> **TEXT ZUM LESEN**:

* * *

Mit Google+ habe ich mich lange und intensiv beschäftigt. Solche Erfolgsstories gab es jedoch äußert selten, was ganz einfach damit zu tun hatte, dass es niemand außerhalb meiner Filterblase nutzte. Das muss jedoch passieren, damit sich so ein Netzwerk weiterentwickeln kann.
Tschüss Google+ und die Zukunft der anderen Netzwerke
Die Frage ist natürlich, wo der ganze Spaß in Zukunft hingehen soll. In meinen Augen haben sich Facebook, Instagram und WhatsApp so stark in unserem Leben integriert, dass man sich im Hause Zuckerberg keine großen Gedanken machen muss. Google ist mit Google+ gescheitert und wird die Kurve nicht mehr bekommen.
Twitter ist in meiner Filterblase sehr beliebt und auch ich liebe den blauen Vogel. Aber: Die breite Masse hat man bis heute nicht erreichen können. Ebenso fehlen die Innovationen und ein funktionierendes Geschäftsmodell. Die Twitter Anzeigen sind beispielweise fürchterlich.
Snapchat hingegen bommt nach wie vor und wird mit Geld überschüttet. Hier stimmt die Sache mit der Kohle, große Marken geben viel Geld für Werbung aus, die u.a. in Form von nicht störenden und oftmals sehr lustigen Gesichtsfiltern an die User ausgespielt werden. Auch die Positionierung zwischen YouTube und Instagram stimmt in meinen Augen.

* * *

> **VERFÜGBARE DATEN**:
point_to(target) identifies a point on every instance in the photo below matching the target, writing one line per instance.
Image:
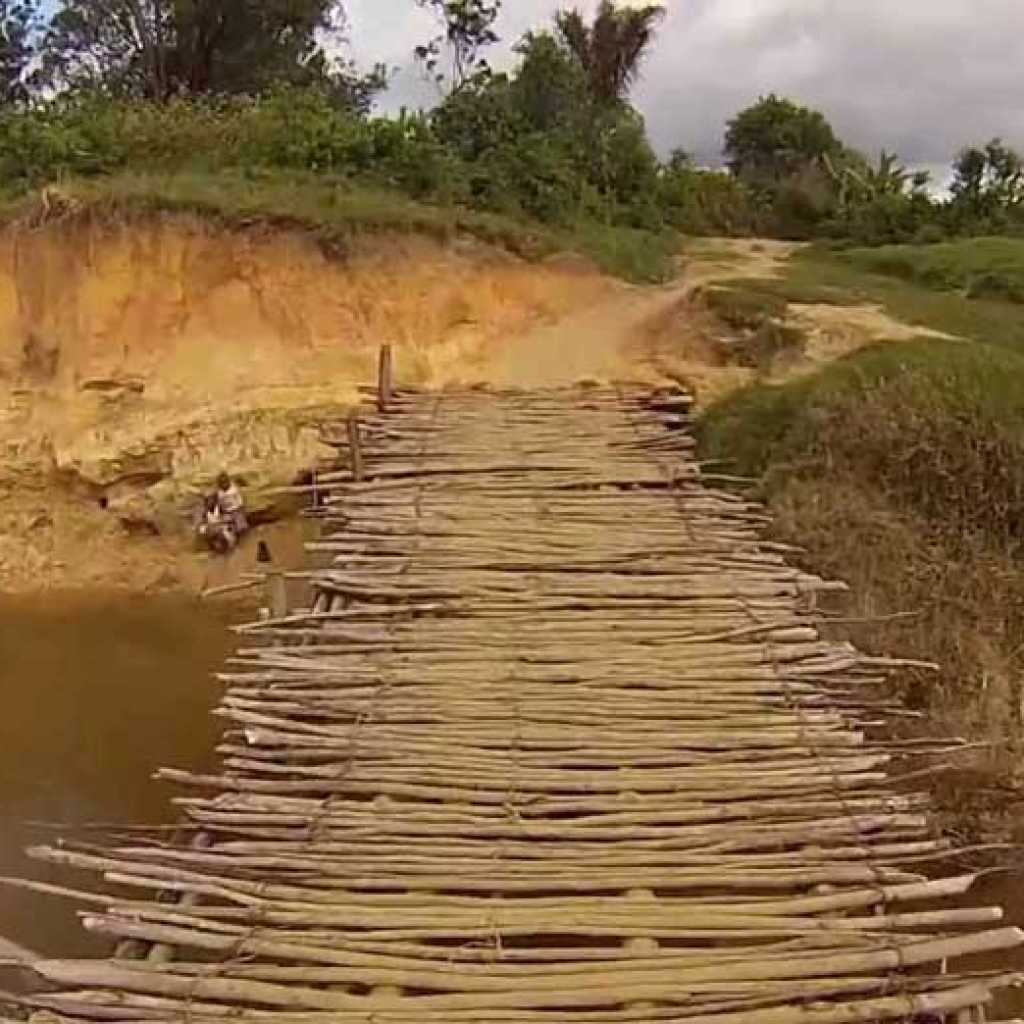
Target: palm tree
(611, 49)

* * *

> **DIE AUFGABE**: Wiederhole den Text über Google+ und die anderen Netzwerke vollständig und Wort für Wort.

> **DAS ERGEBNIS**:
Mit Google+ habe ich mich lange und intensiv beschäftigt. Solche Erfolgsstories gab es jedoch äußert selten, was ganz einfach damit zu tun hatte, dass es niemand außerhalb meiner Filterblase nutzte. Das muss jedoch passieren, damit sich so ein Netzwerk weiterentwickeln kann.
Tschüss Google+ und die Zukunft der anderen Netzwerke
Die Frage ist natürlich, wo der ganze Spaß in Zukunft hingehen soll. In meinen Augen haben sich Facebook, Instagram und WhatsApp so stark in unserem Leben integriert, dass man sich im Hause Zuckerberg keine großen Gedanken machen muss. Google ist mit Google+ gescheitert und wird die Kurve nicht mehr bekommen.
Twitter ist in meiner Filterblase sehr beliebt und auch ich liebe den blauen Vogel. Aber: Die breite Masse hat man bis heute nicht erreichen können. Ebenso fehlen die Innovationen und ein funktionierendes Geschäftsmodell. Die Twitter Anzeigen sind beispielweise fürchterlich.
Snapchat hingegen bommt nach wie vor und wird mit Geld überschüttet. Hier stimmt die Sache mit der Kohle, große Marken geben viel Geld für Werbung aus, die u.a. in Form von nicht störenden und oftmals sehr lustigen Gesichtsfiltern an die User ausgespielt werden. Auch die Positionierung zwischen YouTube und Instagram stimmt in meinen Augen.